* Directive 1: Reproduce every line of the entries, starting with the line containing "target=sunset afterglow" and continuing through the end of the entries, with 114 added to each coordinate value that follows "Output:". Omit the pictures from your response.

**** Source document ****

Good demand for Penang property
Developers share their thoughts on current and future market trends

The Star regional operations manager (north) Chung Chok Yin and Henry Butcher Malaysia (Penang) Sdn Bhd director Dr Teoh Poh Huat met up with developers at the Star Northern Hub in Bayan Lepas to ascertain the impact of a slower GDP forecast for 2011, rising interest rates, and escalating property prices amidst global challenges on the direction of the Penang property market.

The panellists included DNP Land Sdn Bhd (northern region) general manager K.C. Tan, IJM Properties Sdn Bhd general manager (north) Toh Chin Leong, Ivory Properties Group Bhd deputy chairman and executive director Datuk Seri Nazir Ariff, Lone Pine Group of Companies general manager Mabel Ooi, SP Setia Bhd (north) general manager S. Rajoo, Mah Sing Group Bhd general manager (northern region) Low Eng Hooi, Sunway City Bhd general manager Tan Hun Beng, and Real Estate Housing Developers’ Association (Rehda) (Penang) chairman Datuk Jerry Chan.

The roundtable talk on July 5 was a prelude to the ninth Star Property Fair 2011 in Penang that will be held at Gurney Plaza and the adjoining G Hotel from July 21 to 24.

The fair is organised by The Star in collaboration with Henry Butcher Malaysia (Penang) Sdn Bhd.

The following are excerpts of the discussion:

Q: How do you perceive the property market outlook in Penang for 2011 and next year?
Chan: The outlook is stable. Landed properties with unique concepts will see appreciation. The demand is still there. However, house buyers will be more discerning in their decision making when it comes to the high-end high rise developments.

Q: Should steps be taken to ensure Malaysian owners still retain ownership of heritage properties in the core and buffer heritage zone?

**** Material provided ****

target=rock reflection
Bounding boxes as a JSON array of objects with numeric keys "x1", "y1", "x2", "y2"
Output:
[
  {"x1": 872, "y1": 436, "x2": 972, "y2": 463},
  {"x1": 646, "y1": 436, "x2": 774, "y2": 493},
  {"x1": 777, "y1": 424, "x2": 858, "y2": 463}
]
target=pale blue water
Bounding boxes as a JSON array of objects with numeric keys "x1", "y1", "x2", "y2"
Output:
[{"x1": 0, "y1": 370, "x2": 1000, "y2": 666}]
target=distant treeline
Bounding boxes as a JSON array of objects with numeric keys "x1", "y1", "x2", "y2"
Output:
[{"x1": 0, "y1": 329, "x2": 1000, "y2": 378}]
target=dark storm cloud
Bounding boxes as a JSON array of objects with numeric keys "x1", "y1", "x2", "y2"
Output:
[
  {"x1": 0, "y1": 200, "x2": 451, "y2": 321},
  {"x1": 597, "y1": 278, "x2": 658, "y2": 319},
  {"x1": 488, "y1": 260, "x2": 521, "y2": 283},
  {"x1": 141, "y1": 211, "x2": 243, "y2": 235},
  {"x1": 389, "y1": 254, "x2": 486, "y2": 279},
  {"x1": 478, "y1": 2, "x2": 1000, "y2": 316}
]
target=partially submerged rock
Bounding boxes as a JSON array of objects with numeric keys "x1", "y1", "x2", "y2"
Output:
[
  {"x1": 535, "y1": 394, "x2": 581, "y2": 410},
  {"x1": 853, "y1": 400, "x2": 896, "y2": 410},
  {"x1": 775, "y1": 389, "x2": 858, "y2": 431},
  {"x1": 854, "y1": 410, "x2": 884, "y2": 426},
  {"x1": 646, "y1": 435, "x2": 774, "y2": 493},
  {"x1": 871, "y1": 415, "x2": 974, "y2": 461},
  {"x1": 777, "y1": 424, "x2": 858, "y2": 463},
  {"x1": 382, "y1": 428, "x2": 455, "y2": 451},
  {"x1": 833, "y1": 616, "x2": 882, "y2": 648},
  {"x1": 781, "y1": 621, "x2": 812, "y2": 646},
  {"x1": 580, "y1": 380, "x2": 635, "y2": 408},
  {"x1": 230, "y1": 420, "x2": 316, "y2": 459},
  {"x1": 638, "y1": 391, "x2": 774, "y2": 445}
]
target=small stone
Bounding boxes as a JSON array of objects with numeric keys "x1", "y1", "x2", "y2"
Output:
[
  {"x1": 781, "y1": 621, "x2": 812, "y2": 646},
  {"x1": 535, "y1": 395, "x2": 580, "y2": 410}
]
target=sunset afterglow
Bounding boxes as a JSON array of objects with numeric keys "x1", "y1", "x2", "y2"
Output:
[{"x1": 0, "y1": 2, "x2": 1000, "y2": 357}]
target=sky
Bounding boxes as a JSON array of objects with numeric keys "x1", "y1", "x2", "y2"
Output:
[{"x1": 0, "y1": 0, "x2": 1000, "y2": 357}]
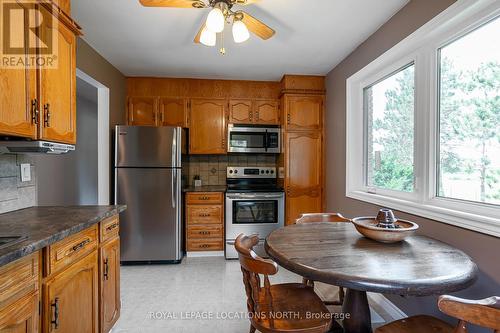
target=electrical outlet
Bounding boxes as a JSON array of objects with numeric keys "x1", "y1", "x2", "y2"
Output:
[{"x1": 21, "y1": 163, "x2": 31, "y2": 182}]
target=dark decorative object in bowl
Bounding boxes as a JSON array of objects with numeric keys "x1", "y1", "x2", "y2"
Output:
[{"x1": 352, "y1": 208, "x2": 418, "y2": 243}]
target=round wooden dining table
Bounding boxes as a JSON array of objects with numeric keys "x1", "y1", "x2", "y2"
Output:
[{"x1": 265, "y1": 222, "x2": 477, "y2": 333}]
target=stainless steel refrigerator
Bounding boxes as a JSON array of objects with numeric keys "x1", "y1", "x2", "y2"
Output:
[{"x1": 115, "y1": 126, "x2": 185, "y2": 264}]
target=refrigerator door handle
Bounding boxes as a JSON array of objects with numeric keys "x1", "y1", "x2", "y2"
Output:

****

* Directive 2: Determine whether each statement agrees with the Penang property article, answering yes or no and quoting the deciding words: (a) The roundtable talk was held on July 5. (b) The property fair will take place at Gurney Plaza and the adjoining G Hotel. (c) Chan describes the outlook as uncertain.

* Task result 1:
target=sunset afterglow
Bounding boxes as a JSON array of objects with numeric keys "x1", "y1", "x2", "y2"
Output:
[{"x1": 114, "y1": 116, "x2": 1114, "y2": 471}]
target=sky
Bounding boxes as a JSON array of objects with numeric keys "x1", "y1", "x2", "y2"
Output:
[{"x1": 114, "y1": 114, "x2": 1114, "y2": 471}]
target=electrical outlet
Bounding boxes as a JSON array of objects with numeric keys "x1", "y1", "x2", "y2"
Output:
[{"x1": 135, "y1": 277, "x2": 145, "y2": 296}]
target=dark decorative object in bowl
Bounding boxes as a JSON array of objects with numeric keys "x1", "y1", "x2", "y2"
Output:
[{"x1": 466, "y1": 322, "x2": 532, "y2": 357}]
target=round wooden dining table
Bounding boxes as a JSON array of objects with numeric keys "x1", "y1", "x2", "y2"
Output:
[{"x1": 379, "y1": 336, "x2": 591, "y2": 447}]
target=stainless steel refrigerator
Bounding boxes as a JSON array of objects with numeric keys "x1", "y1", "x2", "y2"
Output:
[{"x1": 229, "y1": 240, "x2": 299, "y2": 378}]
target=refrigerator door handle
Bounding boxes as a JSON array of objects with numeric keys "x1", "y1", "x2", "y2"
Output:

* Task result 2:
(a) Yes: "The roundtable talk on July 5 was a prelude to the ninth Star Property Fair 2011 in Penang"
(b) Yes: "will be held at Gurney Plaza and the adjoining G Hotel from July 21 to 24"
(c) No: "The outlook is stable."